_What you have to do_. Would you retype each of the records exactly as shown?

(Point localization data)
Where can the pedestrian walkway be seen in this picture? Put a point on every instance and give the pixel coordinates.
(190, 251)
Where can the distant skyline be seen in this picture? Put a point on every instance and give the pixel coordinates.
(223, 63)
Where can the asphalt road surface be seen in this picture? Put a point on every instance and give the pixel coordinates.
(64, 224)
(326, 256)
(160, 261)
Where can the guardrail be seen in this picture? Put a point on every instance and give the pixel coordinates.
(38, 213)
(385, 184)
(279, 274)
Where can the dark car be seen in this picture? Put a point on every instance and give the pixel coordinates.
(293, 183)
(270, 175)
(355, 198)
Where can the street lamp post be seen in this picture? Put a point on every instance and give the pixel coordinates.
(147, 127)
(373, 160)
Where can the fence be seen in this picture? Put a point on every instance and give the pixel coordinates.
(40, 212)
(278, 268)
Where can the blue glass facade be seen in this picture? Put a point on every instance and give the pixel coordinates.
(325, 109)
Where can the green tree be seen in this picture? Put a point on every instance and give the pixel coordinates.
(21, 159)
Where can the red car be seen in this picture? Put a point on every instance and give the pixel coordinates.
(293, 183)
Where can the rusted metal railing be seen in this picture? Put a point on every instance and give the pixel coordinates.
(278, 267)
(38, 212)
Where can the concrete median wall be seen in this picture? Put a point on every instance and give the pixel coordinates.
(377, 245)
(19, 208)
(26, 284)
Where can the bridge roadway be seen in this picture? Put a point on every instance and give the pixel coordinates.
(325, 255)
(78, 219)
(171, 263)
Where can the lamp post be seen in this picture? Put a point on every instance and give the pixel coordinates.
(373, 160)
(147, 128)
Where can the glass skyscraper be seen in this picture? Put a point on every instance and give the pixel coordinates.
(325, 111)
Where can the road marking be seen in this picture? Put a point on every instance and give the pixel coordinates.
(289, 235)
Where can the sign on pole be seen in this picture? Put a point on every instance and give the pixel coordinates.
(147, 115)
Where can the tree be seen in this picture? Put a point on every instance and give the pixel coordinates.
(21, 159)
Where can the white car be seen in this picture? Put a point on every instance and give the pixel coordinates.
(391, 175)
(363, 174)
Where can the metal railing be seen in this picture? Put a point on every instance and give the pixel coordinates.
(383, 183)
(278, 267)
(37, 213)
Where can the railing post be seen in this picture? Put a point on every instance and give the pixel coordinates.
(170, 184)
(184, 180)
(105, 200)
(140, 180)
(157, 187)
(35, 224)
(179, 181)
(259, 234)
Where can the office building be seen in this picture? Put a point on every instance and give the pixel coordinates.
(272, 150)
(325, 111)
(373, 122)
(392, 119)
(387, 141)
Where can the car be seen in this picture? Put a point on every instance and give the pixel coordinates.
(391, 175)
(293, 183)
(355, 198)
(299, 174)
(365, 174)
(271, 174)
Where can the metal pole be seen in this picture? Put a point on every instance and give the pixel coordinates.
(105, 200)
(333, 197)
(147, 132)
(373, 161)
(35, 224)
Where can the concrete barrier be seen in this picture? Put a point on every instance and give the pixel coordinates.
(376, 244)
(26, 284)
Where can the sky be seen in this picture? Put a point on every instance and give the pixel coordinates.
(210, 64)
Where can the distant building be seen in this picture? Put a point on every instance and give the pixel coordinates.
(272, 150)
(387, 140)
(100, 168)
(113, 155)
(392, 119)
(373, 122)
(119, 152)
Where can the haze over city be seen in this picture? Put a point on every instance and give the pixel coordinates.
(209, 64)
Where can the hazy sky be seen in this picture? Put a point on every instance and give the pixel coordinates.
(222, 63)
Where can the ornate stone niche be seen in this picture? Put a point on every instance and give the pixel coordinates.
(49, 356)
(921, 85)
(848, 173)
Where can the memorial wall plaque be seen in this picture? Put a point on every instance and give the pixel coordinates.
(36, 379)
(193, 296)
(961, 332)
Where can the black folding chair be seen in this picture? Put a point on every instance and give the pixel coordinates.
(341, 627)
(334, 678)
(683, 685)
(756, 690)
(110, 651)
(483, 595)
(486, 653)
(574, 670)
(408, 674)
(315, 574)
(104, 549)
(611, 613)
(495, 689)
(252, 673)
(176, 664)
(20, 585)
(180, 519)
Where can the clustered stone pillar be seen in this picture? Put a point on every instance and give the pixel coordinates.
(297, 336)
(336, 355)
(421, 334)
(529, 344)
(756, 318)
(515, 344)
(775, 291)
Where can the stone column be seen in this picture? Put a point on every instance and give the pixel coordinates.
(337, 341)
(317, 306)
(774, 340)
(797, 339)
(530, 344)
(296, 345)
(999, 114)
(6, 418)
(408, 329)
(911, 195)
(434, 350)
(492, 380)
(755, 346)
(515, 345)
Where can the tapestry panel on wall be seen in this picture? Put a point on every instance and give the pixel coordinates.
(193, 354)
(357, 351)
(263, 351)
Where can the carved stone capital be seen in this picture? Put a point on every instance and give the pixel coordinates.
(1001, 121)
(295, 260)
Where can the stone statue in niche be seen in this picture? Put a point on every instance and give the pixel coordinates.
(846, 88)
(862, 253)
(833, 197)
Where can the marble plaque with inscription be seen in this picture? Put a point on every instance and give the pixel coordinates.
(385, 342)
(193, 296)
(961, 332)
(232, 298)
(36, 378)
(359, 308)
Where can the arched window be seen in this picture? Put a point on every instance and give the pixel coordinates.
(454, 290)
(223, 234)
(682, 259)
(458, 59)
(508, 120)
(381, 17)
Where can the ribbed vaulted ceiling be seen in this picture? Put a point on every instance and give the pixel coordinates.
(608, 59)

_Answer to this task_.
Where can the pedestrian walkway be seen in this picture? Put a point on every instance and give the pixel coordinates.
(190, 251)
Where can the distant skyline be seen in this picture? Put a point on every instance and give the pixel coordinates.
(223, 63)
Where can the asphalt road surface be seen in this picture? Put a point on every instance and give the pixel coordinates.
(64, 224)
(326, 256)
(160, 261)
Where can the guardrail be seen in this picture? Put a point on every instance and give the pixel coordinates.
(38, 213)
(385, 184)
(279, 274)
Where can the dark car be seen in this picture? Put a point on every instance and give the pixel coordinates.
(293, 183)
(270, 175)
(355, 198)
Where can the street lamp post be seen in this picture? Put a point on every instance and give the pixel coordinates.
(147, 127)
(373, 160)
Where can the fence be seen in this picture? Put a point on every instance and give the pixel coordinates.
(40, 212)
(278, 268)
Where can the blue glass facade be seen in this picture? Put a point on every instance and give the pixel coordinates.
(325, 109)
Where can the green tree be seen in this picture? Put a point on every instance and give the pixel coordinates.
(21, 159)
Where can the red car be seen in this picture? Put a point on every instance and give the pixel coordinates.
(293, 183)
Where can the rusted metal railing be seen in this picture? Put a point on every instance and give the pixel coordinates.
(278, 267)
(38, 212)
Where can the concrete median wall be seen in this picture? Put a point on every instance and give the pixel coordinates.
(377, 245)
(19, 208)
(26, 284)
Where can the bridge roadway be seen in this picture? Put a point on every instance and give the pixel coordinates.
(325, 255)
(78, 219)
(171, 263)
Where can the lamp post be seen in this picture? Put a point on every instance and give the pixel coordinates.
(373, 160)
(147, 128)
Where can the glass skyscraper be seen in this picture? Put a point on every instance and give the pixel coordinates.
(325, 111)
Where can the road marking be seen in this picture? Put a point on every instance and give the pixel coordinates.
(289, 235)
Where can the sign on pole be seen in this picture? Put a point on every instance and give the pixel coordinates.
(147, 115)
Where can the tree be seen in this picture? Put a point on every instance and give the pixel coordinates.
(21, 159)
Where can the white car be seen in this picture? Put a point on every instance and give the pixel coordinates.
(391, 175)
(363, 174)
Where can the metal railing be seen in this picture? Put a point on every instance and give the pixel coordinates.
(383, 183)
(278, 267)
(37, 213)
Where can the railing post be seen in this picture? Put a point on every instance and give the pixel coordinates.
(170, 184)
(184, 180)
(105, 200)
(140, 180)
(157, 187)
(35, 224)
(179, 181)
(259, 234)
Where can the office building be seen in this picture? Put a point on every instance and give the pixel coordinates.
(272, 150)
(325, 111)
(373, 122)
(392, 119)
(387, 141)
Where can the car be seen in this picture? Put a point on every instance and give the pixel coordinates.
(391, 175)
(293, 183)
(355, 198)
(299, 174)
(365, 174)
(271, 174)
Where can the metal pole be seen in this picture? Put a point on every instance and give the pixel coordinates.
(105, 200)
(333, 197)
(147, 132)
(373, 161)
(35, 224)
Where can the concrete barrier be seen in this picture? Put a point on every instance and give the pixel coordinates.
(376, 244)
(26, 284)
Where can the sky be seen in this picture? Put a point on every instance and give the pixel coordinates.
(210, 64)
Where can the distant building be seen in this picture? Put a point on every instance and give the pixel coordinates.
(272, 150)
(387, 140)
(100, 168)
(113, 155)
(392, 119)
(373, 122)
(119, 152)
Where can the haze over city be seen in this picture? Put a point on every instance and give the pixel coordinates.
(209, 64)
Where can the hazy sky be seen in this picture? Put a point on every instance and give the pixel coordinates.
(222, 63)
Where can the ornate stone niche be seen in this picture? Put a point on every instance and give the pixel coordinates.
(49, 356)
(921, 85)
(848, 173)
Where can the memorial wall plaque be seen in this picture? Put a point on every instance and give the pixel coordinates.
(36, 379)
(193, 296)
(961, 332)
Where can the black folding chair be seen in this picture? Put a point on every instance and give the pixel coordinates.
(341, 627)
(334, 678)
(683, 685)
(756, 690)
(110, 651)
(483, 595)
(486, 653)
(574, 670)
(408, 674)
(315, 574)
(104, 549)
(611, 613)
(495, 689)
(252, 673)
(176, 664)
(20, 585)
(180, 519)
Where can the clustered stone pillar be seen in this picture? Put a point on every instance and give the pixel coordinates.
(297, 336)
(336, 355)
(421, 334)
(529, 344)
(756, 318)
(515, 344)
(775, 291)
Where can the stone column be seen in this picture? Put a point on every instance and give the pixel coordinates.
(337, 341)
(317, 306)
(774, 340)
(797, 339)
(530, 344)
(296, 345)
(999, 114)
(6, 418)
(408, 329)
(911, 195)
(434, 350)
(492, 380)
(755, 346)
(515, 345)
Where can the tapestry panel on wall be seen in this picture? Put a point on every instance and give the pixel coordinates.
(193, 354)
(357, 351)
(263, 351)
Where can the carved stone capital be seen in this picture? Put a point on every instance and give the pixel coordinates.
(1001, 121)
(295, 260)
Where can the stone statue in niche be seen in this picture? Put a point on every instance and give the pixel coordinates.
(846, 88)
(862, 253)
(833, 197)
Where can the marble plaque with inscription be seen in this picture? Put a point on every instance and give the pixel coordinates.
(385, 342)
(193, 296)
(961, 332)
(232, 298)
(36, 378)
(359, 308)
Where can the arched window be seen in this picture? Put a point on every instance and give the pixel coordinates.
(454, 290)
(223, 234)
(682, 259)
(458, 59)
(508, 120)
(381, 17)
Where can the ribbed vaulted ceiling be seen in this picture? Put a point on every instance and give the pixel coordinates.
(608, 59)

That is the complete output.